* [阅读文本]:

════

古人祭祀迎猫迎虎,一是报答,也是希望来年田里的农作物不被田鼠啃光。
《诗经·韩奕》里也有一句
鲂鱮甫甫,麀鹿噳噳,有熊有罴,有猫有虎。
表明当时的猫或类猫的山野猫科动物和老虎一样,生活在幽深的森林里。
这一时期,猫既凶猛,又充满神秘感。
隋唐,被妖鬼化的猫
说来也奇怪,在两汉魏晋几百年里,猫的身影在史书上几乎绝迹,既不出现在山野,也没被人驯服成家养的痕迹。
而到了南北朝与隋朝之际,人类与猫的关系,渐渐向巫蛊化转变。
当时猫给人的印象,都是妖怪一类,被人称为“妖猫”和“猫鬼”,很多相关的传说不胫而走,传至初唐,可以说,猫妖或者猫鬼在传言中甚至有着左右历史的作用。
《妖猫传》截图
《资治通鉴》中记载:隋开皇十九年,“延州刺史孤独陁好左道,以奉猫鬼事,除名为民”,而《隋书·外戚传·独孤罗传附弟陁传》记载的更详细:(陁)好左道,其妻母先事猫鬼,因转入其家……会献皇后及杨素妻郑氏俱有疾,召医者视之,皆曰:“此猫鬼疾也。”

════

* [数据记录]:
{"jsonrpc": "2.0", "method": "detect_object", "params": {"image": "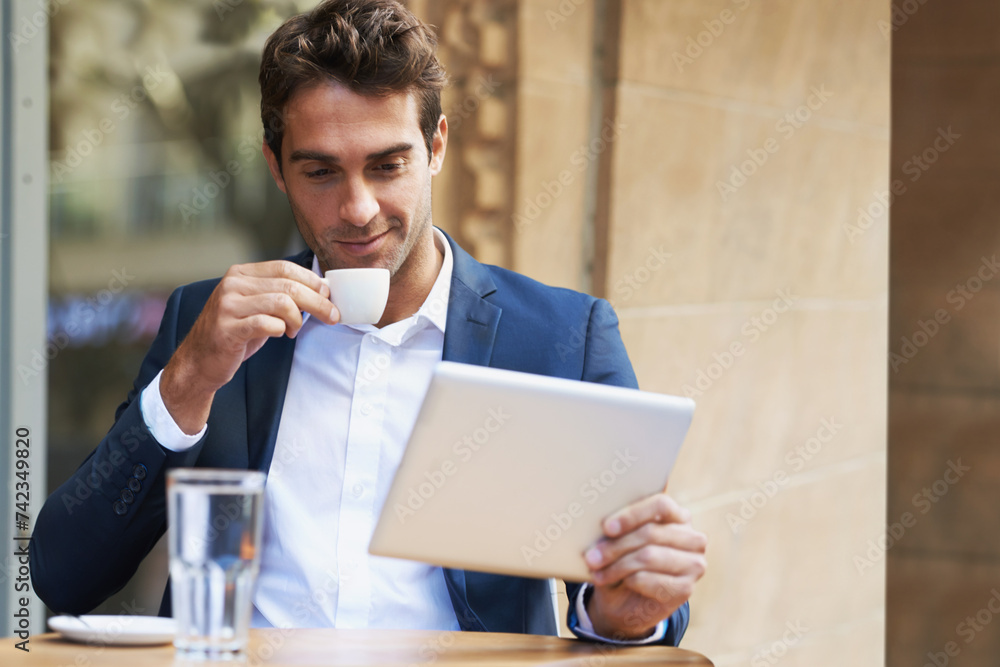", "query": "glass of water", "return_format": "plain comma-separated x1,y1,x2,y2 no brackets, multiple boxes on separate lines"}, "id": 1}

167,468,264,660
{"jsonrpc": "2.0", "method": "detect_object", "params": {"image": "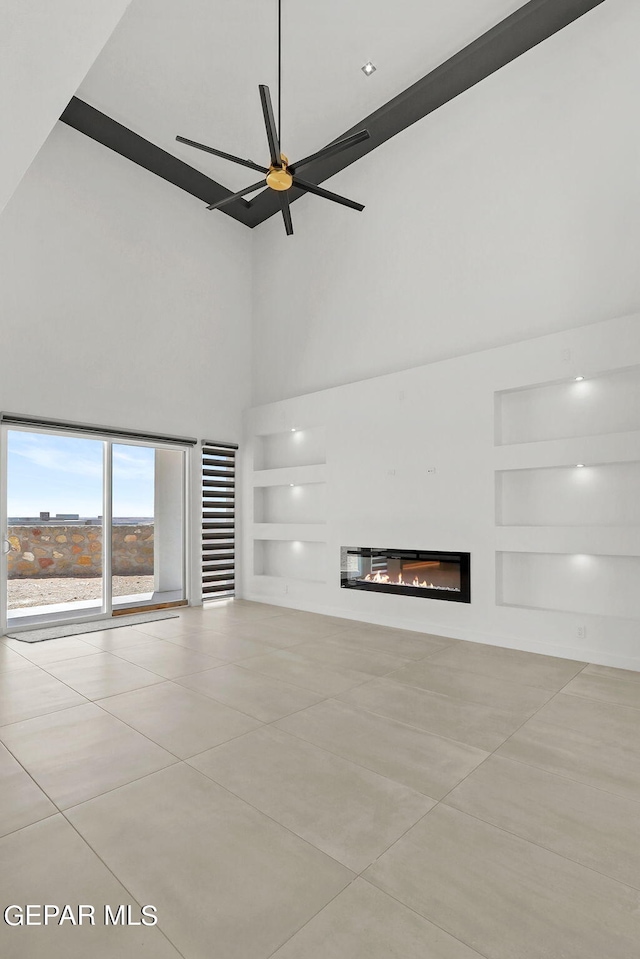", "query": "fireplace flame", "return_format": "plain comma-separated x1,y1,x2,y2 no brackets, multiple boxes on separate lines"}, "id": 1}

363,570,441,589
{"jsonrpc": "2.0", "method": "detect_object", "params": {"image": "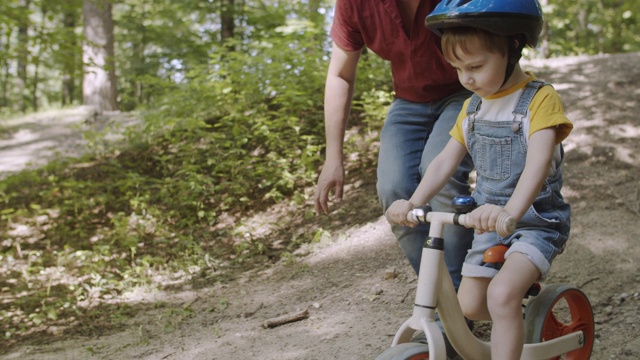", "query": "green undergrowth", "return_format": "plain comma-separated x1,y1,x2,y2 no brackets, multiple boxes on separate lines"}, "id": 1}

0,95,390,349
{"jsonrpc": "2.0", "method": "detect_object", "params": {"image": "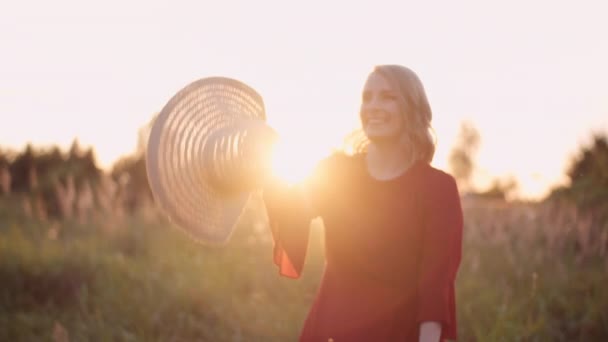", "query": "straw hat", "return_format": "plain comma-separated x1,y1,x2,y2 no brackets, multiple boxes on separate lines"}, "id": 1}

146,77,274,244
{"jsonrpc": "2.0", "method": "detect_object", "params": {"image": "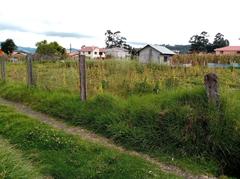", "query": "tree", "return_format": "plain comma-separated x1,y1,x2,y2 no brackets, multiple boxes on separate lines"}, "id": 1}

213,33,229,49
189,31,209,52
1,39,17,55
189,31,229,53
36,40,66,57
105,30,132,51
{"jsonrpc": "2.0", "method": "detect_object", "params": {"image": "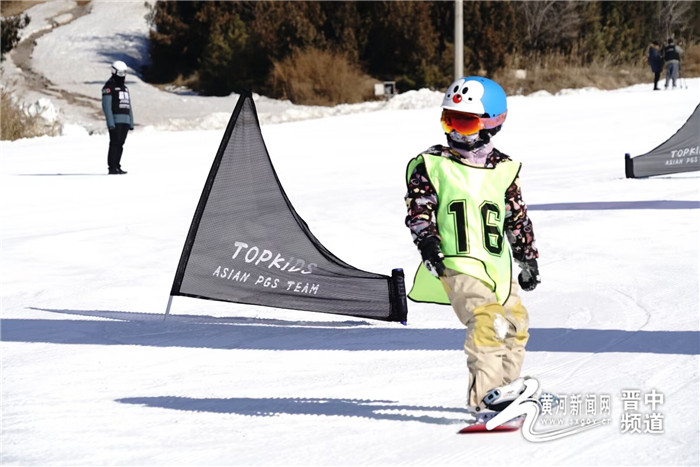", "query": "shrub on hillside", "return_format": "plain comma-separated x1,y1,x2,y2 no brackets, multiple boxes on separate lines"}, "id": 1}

0,86,60,141
0,14,31,60
270,48,375,105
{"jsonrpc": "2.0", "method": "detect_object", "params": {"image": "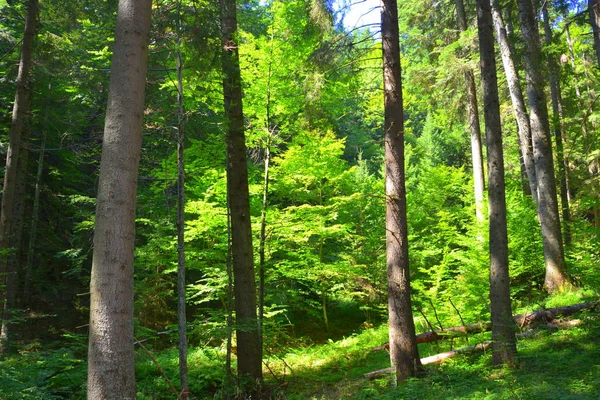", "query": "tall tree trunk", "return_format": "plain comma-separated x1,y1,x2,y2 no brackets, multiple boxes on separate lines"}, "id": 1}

381,0,421,382
258,137,271,347
258,32,273,351
542,2,571,246
8,104,33,302
177,16,189,399
455,0,485,222
518,0,568,292
0,0,38,353
221,0,262,393
23,132,48,305
87,0,152,400
588,0,600,67
477,0,517,365
491,0,538,204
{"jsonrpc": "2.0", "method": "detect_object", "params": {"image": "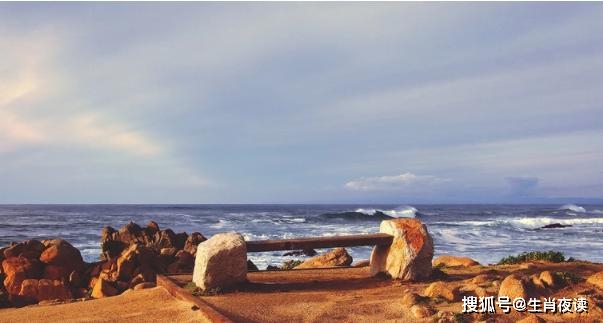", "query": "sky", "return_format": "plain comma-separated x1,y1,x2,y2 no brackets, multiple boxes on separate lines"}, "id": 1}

0,3,603,204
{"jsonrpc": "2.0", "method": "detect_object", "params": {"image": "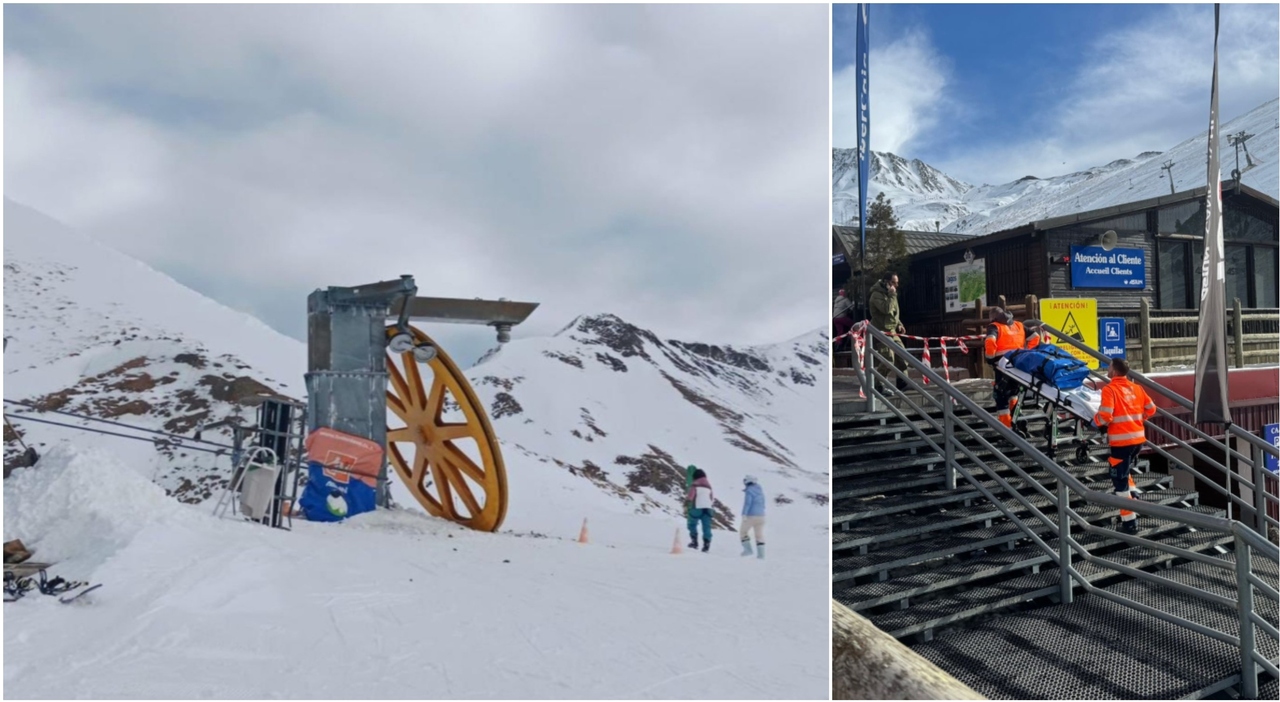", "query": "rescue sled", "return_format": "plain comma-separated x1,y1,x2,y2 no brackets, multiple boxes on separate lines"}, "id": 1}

996,357,1106,464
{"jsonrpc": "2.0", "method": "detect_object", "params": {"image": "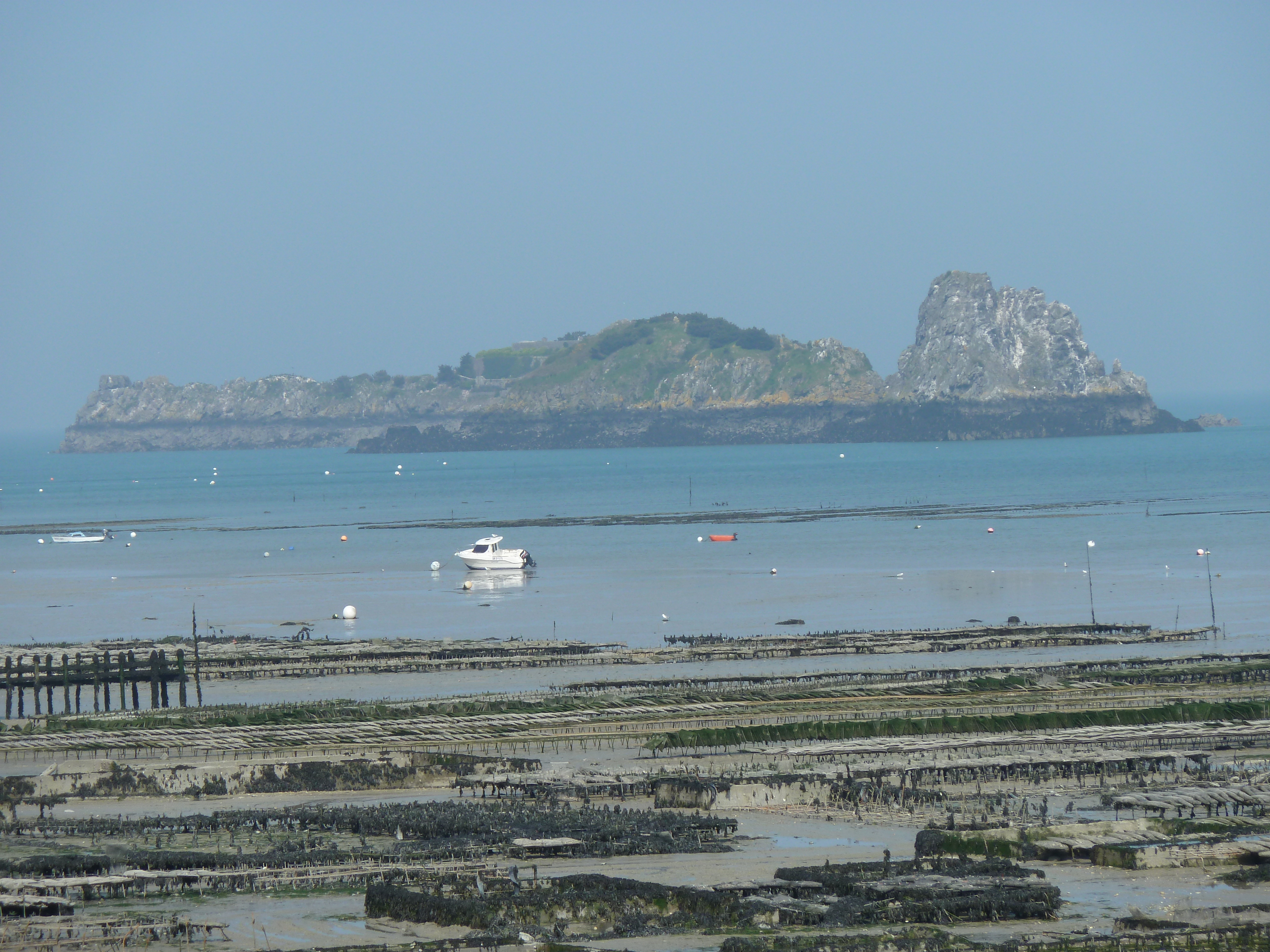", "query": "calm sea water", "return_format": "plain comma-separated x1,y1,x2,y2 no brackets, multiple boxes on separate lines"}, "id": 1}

0,425,1270,699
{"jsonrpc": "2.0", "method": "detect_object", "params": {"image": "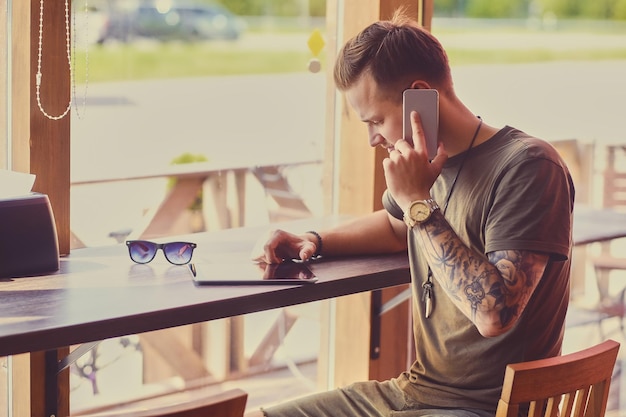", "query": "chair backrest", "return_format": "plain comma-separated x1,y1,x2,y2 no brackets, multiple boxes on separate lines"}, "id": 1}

496,340,620,417
603,145,626,210
93,388,248,417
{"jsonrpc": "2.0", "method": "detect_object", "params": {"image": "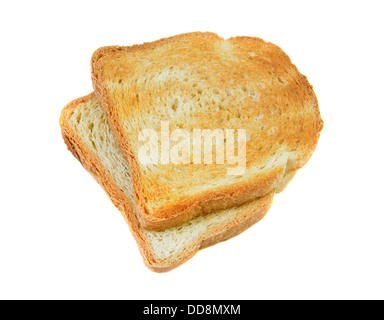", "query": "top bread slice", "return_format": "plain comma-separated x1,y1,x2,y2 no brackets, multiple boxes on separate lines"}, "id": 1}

60,94,274,272
92,32,323,230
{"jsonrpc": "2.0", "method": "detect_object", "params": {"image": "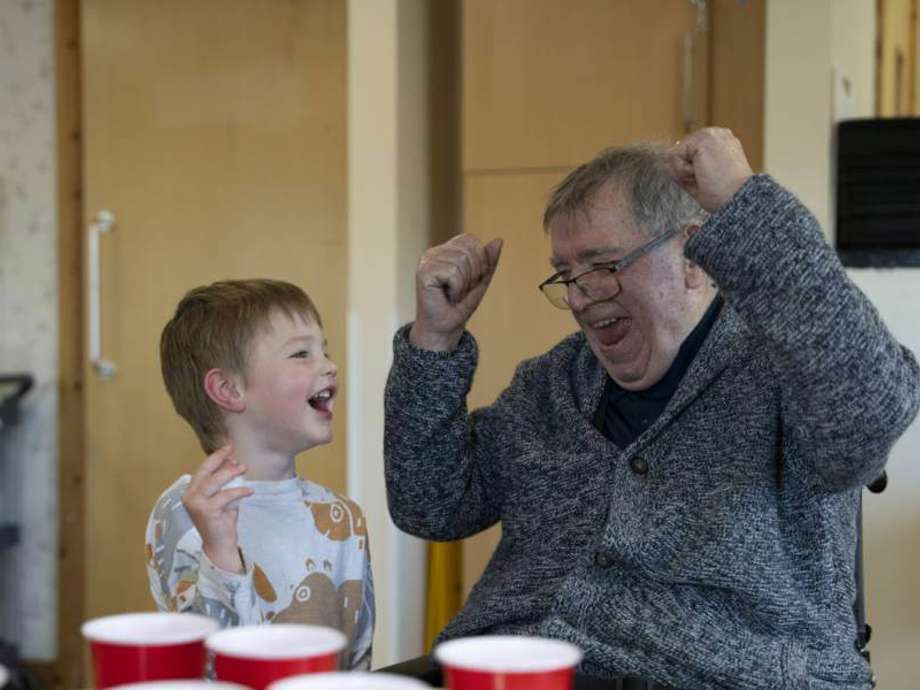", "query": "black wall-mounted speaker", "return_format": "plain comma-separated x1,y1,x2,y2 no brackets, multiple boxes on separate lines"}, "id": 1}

836,118,920,266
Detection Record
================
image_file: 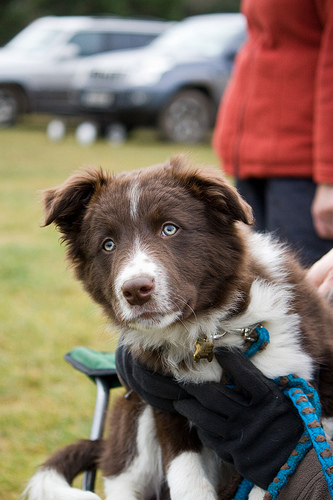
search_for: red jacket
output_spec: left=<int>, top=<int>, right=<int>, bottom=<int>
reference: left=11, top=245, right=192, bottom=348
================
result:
left=213, top=0, right=333, bottom=183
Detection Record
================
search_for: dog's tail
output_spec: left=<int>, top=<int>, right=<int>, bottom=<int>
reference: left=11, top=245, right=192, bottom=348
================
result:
left=22, top=439, right=103, bottom=500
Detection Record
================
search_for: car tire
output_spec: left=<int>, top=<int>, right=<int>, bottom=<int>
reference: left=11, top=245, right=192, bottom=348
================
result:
left=159, top=90, right=213, bottom=144
left=0, top=89, right=19, bottom=128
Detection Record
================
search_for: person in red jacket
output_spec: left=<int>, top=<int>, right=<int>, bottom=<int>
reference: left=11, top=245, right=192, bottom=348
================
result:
left=213, top=0, right=333, bottom=265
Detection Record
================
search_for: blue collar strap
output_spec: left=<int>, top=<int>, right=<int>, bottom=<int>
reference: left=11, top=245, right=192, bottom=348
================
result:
left=233, top=326, right=333, bottom=500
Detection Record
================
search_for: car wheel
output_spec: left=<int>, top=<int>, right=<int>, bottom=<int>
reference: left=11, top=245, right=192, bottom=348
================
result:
left=159, top=90, right=212, bottom=144
left=0, top=89, right=18, bottom=127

════

* [待办任务]:
**A)** 在谈古代猫的短文中，古人祭祀时迎猫迎虎，除了表示报答，还抱着什么希望？
**B)** 从谈古代猫的短文最后一句之后接着往下写。

* [回答内容]:
**A)** 希望来年田里的农作物不被田鼠啃光。

**B)**
对于猫鬼病,成书于隋的《诸病源候论》记载:
猫鬼者,云是老狸野物之精,变为鬼蜮,而依附于人。人畜事之,犹如事蛊,以毒害人......
《邵真人青囊杂纂》也有这样的解释:
猫鬼、老狸,野物之精变为鬼蜮,依附于人,人畜之,以毒害人,其病,心腹刺痛......
当时的人很信猫鬼这事,隋文帝为此还特地下诏:“畜猫鬼、蛊毒、厌媚野道之家,并投于四裔。”谁家蓄养了猫鬼搞巫蛊,流放几千里。
史书上所写,无不骇人三分,可以想见,那时候人与猫的关系如同水火,猫也几乎成了人人惧之的对象。
到了初唐,猫还是不招人待见,很大程度是受到隋流传下来的“猫鬼”之说影响,武则天更是下令宫中不许养猫。
猫的这种身份,也多次被写入文学作品和影视作品中,《妖猫传》就是一个极好的例子。
宋朝,中国第一次猫奴时期
其实,到了唐中后期,武则天升级为太后,她对猫的态度也发生了180度大转变,从“由是宫中不畜猫”到“太后习猫,使与鹦鹉共处,出示百官”。
上有所好,下必甚焉,当时的王公贵族也开始养猫,猫也终于脱下了“妖鬼”的面具,小范围的进入了家养环境。
到了宋朝,猫奴数量开始出现了历史上真正的第一次井喷,可谓是中国第一次猫奴时期。
宋朝人以养猫为贵,猫在文人的画作中屡见不鲜。
宋朝时候的主子大部分不再做捕鼠工具来饲养,而是被当作真真正正的宠物猫。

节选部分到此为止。